Put simply, Super Resolution is a new way to make your photos larger (a process often called up-sizing, up-rezing or re-sampling). The new algorithm has been developing using machine learning and claims to do a better job than other tools.

My testing so far agrees!

It is only available in the PhotoShop Camera Raw module for now. According to Adobe it will come to Lightroom at a later date. Luckily, Camera Raw is able to process TIFF and Jpeg photos as well as raw files. I’ll show you how in a bit.

There are no options available in regards to how large you can make your photos. Super Resolution will double both the width and the height of your photo – which will increase the Megapixel count by a factor of 4.

So if your camera takes 12 Megapixel photos, Super Resolution will up-size them to be 48 Megapixel images. 24 Megapixels will increase to 96, and so on.

Adobe Photoshop Super Resolution

Why Do You Need This?

A very good question!

* **Raw data**:
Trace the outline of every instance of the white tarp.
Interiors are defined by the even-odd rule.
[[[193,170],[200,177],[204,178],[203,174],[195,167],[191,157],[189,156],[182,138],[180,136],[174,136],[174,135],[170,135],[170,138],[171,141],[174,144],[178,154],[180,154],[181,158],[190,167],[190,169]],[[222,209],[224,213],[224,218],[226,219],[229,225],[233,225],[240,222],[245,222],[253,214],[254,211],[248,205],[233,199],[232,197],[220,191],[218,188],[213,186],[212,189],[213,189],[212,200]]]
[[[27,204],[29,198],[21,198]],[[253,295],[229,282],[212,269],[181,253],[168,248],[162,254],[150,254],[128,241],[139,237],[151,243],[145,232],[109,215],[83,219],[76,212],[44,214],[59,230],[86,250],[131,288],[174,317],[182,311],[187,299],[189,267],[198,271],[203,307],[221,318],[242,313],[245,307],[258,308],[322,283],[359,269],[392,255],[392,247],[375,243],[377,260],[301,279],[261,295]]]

* **Task statement**: In the passage about Photoshop's Super Resolution, rewrite the stretch from "Put simply, Super" through "factor of 4.", changing "Lightroom" to "Bridge". Nothing in the material is needed here.

* **Response to the exercise**:
Put simply, Super Resolution is a new way to make your photos larger (a process often called up-sizing, up-rezing or re-sampling). The new algorithm has been developing using machine learning and claims to do a better job than other tools.

My testing so far agrees!

It is only available in the PhotoShop Camera Raw module for now. According to Adobe it will come to Bridge at a later date. Luckily, Camera Raw is able to process TIFF and Jpeg photos as well as raw files. I’ll show you how in a bit.

There are no options available in regards to how large you can make your photos. Super Resolution will double both the width and the height of your photo – which will increase the Megapixel count by a factor of 4.